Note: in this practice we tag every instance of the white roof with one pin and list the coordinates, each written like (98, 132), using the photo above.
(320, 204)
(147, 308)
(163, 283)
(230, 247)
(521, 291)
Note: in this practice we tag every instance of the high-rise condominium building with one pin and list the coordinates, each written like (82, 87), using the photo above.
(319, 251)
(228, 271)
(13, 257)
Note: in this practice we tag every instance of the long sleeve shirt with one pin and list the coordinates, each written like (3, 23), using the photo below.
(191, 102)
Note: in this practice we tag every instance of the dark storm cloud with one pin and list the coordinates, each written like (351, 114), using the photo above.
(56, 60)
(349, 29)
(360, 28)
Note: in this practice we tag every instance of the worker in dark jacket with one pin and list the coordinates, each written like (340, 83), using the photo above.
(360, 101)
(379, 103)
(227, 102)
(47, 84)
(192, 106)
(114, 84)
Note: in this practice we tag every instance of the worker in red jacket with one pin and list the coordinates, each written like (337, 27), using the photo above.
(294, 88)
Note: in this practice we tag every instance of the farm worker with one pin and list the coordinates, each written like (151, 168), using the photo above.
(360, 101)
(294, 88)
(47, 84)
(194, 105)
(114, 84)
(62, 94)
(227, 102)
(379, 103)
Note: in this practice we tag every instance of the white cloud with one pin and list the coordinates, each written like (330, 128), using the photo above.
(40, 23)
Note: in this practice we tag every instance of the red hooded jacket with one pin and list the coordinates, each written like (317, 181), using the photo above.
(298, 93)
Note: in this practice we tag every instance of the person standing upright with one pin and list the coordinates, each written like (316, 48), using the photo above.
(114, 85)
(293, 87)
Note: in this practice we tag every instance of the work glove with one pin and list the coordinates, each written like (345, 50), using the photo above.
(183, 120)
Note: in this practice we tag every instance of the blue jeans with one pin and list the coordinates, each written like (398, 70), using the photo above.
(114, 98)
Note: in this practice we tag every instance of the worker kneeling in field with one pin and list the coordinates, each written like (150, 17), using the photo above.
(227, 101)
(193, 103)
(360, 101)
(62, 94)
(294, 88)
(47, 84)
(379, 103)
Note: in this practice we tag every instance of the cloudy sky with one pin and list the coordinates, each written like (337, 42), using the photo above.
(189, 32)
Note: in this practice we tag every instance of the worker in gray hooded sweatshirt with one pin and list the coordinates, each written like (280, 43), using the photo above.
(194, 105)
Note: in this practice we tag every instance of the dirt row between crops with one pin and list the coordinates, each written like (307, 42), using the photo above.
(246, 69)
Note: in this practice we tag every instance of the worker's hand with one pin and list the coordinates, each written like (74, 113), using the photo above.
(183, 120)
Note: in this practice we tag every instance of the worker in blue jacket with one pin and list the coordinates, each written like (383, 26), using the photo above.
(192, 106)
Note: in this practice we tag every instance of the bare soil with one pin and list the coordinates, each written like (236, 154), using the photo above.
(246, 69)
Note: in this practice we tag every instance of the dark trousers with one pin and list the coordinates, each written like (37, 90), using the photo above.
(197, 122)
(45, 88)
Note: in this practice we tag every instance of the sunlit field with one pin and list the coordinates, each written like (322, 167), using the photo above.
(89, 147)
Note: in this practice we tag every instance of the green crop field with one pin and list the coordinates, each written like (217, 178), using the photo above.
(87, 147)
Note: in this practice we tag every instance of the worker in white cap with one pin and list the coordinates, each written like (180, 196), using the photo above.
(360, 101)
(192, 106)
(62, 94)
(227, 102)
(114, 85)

- - -

Problem requirements.
Copy out all of the records verbatim.

Output for this exercise.
Note: in this practice we tag every instance of the white roof with one pin and list the coordinates, each written like (98, 132), using the photo above.
(320, 204)
(147, 308)
(163, 283)
(230, 247)
(521, 291)
Note: in this practice we tag every instance of the high-rise condominium building with one pin and list the coordinates, each written like (82, 87), using the photo above.
(319, 251)
(228, 271)
(13, 257)
Note: in this practice we tag every instance of the long sleeve shirt with one pin and list the coordinates, each written like (3, 23), using the photo below.
(191, 102)
Note: in this practice we tag every instance of the dark storm cloud with one pin and list the coordinates, each written like (351, 114), using the photo above.
(56, 60)
(349, 29)
(360, 28)
Note: in this practice we tag every instance of the worker in dark jacket with one pin and list the coordinates, each written like (340, 83), using the photo above.
(360, 101)
(379, 103)
(227, 102)
(47, 84)
(192, 106)
(114, 84)
Note: in this practice we tag every instance of the worker in red jacket with one pin and list the coordinates, each written like (337, 27), using the photo above.
(294, 88)
Note: in this practice we tag every instance of the farm worker with one pin and list the coordinates, each written like (151, 168), using the photo above.
(360, 101)
(294, 88)
(47, 84)
(194, 105)
(114, 84)
(62, 94)
(227, 102)
(379, 103)
Note: in this practice we tag every instance of the white cloud with one pin and list the coordinates, each written like (330, 128), using the photo above.
(40, 23)
Note: in this practice we tag every instance of the red hooded jacket with one pin and list the coordinates, each written like (317, 181), using the photo above.
(298, 93)
Note: in this practice we tag every instance of the person standing upright with one pin and list the coordinates, each written like (316, 48), using the photo above.
(114, 85)
(293, 87)
Note: in this practice we tag every instance of the work glove with one pin and list the coordinates, each written like (345, 50), using the photo above.
(183, 120)
Note: in this practice we tag every instance of the blue jeans with one pin and list the coordinates, each written like (398, 70), using the photo above.
(114, 98)
Note: in this practice we tag every instance of the worker kneeling in field with one pin and list the coordinates, each written like (150, 17), using the photo above.
(227, 101)
(193, 103)
(360, 101)
(62, 94)
(294, 88)
(47, 84)
(379, 103)
Note: in this practice we tag every instance of the cloudy sky with one pin and list the coordinates, each written like (337, 42), using the photo above.
(189, 32)
Note: in this practice we tag every instance of the worker in gray hooded sweatshirt with one pin and list the coordinates, each written like (280, 43), using the photo above.
(194, 105)
Note: in this practice we tag every instance of the dirt row between crops with one pin and list the coordinates, each written like (307, 42), using the photo above.
(246, 69)
Note: in this practice we tag every instance of the worker's hand with one pin and list the coordinates, each written like (74, 113), using the photo above.
(183, 120)
Note: in this practice we tag every instance of the worker in blue jacket with one pin and list the coordinates, each written like (383, 26), using the photo above.
(192, 106)
Note: in this practice we tag every instance of the bare soil with one pin and list the coordinates, each written like (236, 154), using the photo above.
(246, 69)
Note: in this practice we tag every instance of the dark trousers with one pin and list the coordinates, each written like (37, 90), using the photo above.
(197, 122)
(45, 88)
Note: in this practice we tag every instance of the sunlit field with one pin and list the coordinates, each written like (322, 167), using the photo above.
(89, 147)
Note: in this practice we tag every instance of the green crop field with one pin and list the coordinates, each written like (217, 178), using the photo above.
(87, 147)
Note: in this practice we tag every instance of the worker in white cap with one pin and list the coordinates, each written like (180, 196), using the photo above.
(360, 101)
(192, 106)
(62, 94)
(227, 102)
(114, 85)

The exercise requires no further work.